→ Stored rows:
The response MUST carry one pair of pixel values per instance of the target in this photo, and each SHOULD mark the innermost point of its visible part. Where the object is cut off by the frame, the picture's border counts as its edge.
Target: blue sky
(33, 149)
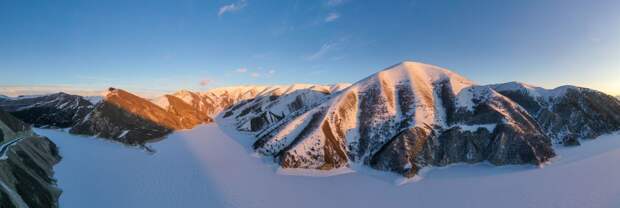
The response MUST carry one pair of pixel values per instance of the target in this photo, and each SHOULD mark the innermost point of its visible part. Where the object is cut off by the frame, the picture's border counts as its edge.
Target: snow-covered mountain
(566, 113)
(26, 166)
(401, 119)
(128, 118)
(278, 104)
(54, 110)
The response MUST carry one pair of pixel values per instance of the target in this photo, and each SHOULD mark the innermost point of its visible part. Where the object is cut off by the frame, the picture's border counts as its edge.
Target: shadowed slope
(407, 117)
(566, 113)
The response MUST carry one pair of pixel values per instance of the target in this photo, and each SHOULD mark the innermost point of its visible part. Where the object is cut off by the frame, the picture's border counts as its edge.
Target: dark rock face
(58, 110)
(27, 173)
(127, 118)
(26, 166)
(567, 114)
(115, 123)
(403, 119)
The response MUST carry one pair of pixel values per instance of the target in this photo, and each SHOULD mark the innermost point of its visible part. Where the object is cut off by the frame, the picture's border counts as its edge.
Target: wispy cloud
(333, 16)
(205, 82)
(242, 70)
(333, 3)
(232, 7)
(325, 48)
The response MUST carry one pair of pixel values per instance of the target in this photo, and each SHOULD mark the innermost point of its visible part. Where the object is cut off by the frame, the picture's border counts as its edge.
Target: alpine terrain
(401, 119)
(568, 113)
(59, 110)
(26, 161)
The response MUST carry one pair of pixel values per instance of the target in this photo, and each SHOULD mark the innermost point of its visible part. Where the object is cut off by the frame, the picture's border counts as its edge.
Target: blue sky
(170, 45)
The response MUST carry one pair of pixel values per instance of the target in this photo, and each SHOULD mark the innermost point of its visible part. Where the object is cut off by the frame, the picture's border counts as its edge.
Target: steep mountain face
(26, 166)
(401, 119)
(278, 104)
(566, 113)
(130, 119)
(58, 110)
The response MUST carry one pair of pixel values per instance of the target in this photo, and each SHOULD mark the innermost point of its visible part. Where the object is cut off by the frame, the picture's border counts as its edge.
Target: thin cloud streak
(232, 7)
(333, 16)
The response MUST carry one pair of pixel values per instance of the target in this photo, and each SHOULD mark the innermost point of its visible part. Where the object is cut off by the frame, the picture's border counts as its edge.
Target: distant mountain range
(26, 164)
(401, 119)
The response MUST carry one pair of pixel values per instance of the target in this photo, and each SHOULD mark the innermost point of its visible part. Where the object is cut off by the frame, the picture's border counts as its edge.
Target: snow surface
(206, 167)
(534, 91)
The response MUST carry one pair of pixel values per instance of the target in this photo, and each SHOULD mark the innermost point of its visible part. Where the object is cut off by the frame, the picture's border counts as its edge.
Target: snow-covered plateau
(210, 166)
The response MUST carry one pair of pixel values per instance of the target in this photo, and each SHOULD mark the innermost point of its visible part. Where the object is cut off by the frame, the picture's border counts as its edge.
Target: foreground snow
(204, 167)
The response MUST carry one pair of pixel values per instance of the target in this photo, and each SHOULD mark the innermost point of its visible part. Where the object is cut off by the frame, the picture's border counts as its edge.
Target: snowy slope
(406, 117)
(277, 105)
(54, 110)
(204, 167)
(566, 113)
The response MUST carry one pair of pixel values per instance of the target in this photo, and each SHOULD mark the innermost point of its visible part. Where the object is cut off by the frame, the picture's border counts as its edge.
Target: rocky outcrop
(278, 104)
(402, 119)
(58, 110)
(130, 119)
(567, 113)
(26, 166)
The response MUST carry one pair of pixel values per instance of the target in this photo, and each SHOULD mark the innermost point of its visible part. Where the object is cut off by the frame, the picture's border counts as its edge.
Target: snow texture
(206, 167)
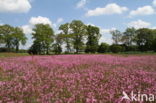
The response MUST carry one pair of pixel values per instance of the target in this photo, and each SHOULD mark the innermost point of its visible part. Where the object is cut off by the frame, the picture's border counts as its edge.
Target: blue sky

--

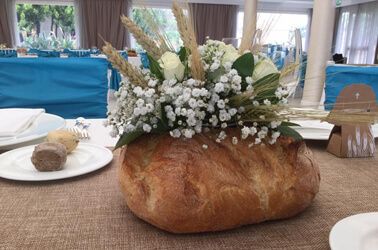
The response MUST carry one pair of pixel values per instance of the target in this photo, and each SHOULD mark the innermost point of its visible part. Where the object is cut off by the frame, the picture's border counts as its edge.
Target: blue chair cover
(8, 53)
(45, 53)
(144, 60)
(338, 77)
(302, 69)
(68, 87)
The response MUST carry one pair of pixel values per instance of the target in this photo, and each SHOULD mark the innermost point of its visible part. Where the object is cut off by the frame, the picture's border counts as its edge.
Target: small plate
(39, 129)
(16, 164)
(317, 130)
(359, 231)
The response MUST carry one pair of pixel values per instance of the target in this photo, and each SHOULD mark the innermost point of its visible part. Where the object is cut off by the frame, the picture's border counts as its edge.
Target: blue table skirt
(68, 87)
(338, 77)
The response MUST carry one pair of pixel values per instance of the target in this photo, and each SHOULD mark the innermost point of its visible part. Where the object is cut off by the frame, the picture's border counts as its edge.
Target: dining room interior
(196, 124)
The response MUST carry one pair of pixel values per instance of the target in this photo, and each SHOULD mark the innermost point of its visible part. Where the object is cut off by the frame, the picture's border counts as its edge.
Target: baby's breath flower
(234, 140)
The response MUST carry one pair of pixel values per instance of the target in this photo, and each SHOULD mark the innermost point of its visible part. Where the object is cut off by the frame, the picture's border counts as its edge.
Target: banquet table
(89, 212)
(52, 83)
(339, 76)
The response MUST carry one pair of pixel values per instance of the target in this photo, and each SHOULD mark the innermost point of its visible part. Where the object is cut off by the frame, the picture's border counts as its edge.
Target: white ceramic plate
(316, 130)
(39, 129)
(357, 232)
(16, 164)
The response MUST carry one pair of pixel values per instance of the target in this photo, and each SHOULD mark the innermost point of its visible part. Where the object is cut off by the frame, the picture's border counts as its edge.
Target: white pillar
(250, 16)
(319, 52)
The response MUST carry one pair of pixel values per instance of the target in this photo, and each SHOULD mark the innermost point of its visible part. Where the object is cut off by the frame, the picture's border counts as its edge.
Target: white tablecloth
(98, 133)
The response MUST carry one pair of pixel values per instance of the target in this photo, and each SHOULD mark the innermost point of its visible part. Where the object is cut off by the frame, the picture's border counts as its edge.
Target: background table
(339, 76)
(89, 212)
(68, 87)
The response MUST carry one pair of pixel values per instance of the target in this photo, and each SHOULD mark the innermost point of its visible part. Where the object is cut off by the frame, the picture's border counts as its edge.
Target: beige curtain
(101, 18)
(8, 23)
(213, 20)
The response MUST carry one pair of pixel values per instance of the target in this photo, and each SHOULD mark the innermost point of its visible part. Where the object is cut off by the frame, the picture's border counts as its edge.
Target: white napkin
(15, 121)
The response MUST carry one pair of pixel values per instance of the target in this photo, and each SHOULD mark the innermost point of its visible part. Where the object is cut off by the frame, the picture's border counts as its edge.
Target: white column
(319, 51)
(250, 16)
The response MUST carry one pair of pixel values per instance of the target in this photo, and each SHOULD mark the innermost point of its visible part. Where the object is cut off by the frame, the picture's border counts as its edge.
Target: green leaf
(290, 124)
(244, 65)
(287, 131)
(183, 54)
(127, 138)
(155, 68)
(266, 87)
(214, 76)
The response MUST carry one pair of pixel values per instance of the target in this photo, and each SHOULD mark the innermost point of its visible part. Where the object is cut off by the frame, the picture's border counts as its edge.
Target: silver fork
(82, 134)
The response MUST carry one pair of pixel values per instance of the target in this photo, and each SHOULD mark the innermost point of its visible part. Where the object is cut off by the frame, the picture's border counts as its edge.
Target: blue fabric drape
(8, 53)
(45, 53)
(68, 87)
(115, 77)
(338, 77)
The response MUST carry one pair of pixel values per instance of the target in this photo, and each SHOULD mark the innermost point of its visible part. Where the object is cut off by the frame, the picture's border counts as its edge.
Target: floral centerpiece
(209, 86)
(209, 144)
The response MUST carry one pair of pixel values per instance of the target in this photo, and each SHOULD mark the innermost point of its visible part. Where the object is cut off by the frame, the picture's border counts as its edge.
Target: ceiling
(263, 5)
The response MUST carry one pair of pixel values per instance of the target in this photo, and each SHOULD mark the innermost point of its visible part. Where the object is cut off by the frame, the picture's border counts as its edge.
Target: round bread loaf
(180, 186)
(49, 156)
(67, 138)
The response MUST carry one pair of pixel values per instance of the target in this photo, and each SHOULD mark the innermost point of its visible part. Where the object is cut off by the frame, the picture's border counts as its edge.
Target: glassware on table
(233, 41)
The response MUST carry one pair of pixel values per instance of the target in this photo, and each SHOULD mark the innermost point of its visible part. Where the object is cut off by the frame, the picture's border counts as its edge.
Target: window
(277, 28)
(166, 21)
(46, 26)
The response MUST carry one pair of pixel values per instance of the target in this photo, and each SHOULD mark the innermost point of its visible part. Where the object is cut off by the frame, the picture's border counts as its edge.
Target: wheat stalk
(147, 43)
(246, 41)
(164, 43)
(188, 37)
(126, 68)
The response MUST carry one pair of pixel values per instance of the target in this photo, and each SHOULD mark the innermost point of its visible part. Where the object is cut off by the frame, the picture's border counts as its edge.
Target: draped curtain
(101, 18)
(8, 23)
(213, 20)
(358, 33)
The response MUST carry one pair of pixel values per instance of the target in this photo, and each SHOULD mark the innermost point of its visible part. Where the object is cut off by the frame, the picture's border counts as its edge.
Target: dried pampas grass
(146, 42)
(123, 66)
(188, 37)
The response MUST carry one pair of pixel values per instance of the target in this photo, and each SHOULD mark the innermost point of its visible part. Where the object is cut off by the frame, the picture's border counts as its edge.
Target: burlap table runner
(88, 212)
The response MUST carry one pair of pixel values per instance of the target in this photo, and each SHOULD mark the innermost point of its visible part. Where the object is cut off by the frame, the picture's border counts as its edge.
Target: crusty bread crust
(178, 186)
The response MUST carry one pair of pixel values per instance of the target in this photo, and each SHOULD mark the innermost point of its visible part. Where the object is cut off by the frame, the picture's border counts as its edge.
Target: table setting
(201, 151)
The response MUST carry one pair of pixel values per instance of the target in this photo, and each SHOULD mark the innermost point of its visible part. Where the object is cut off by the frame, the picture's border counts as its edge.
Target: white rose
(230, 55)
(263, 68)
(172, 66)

→ Exercise aim: Pick out every line of the records above that contains the string "covered", and note that case counts.

→ Response:
Target: snow-covered mountain
Target: snow-covered plateau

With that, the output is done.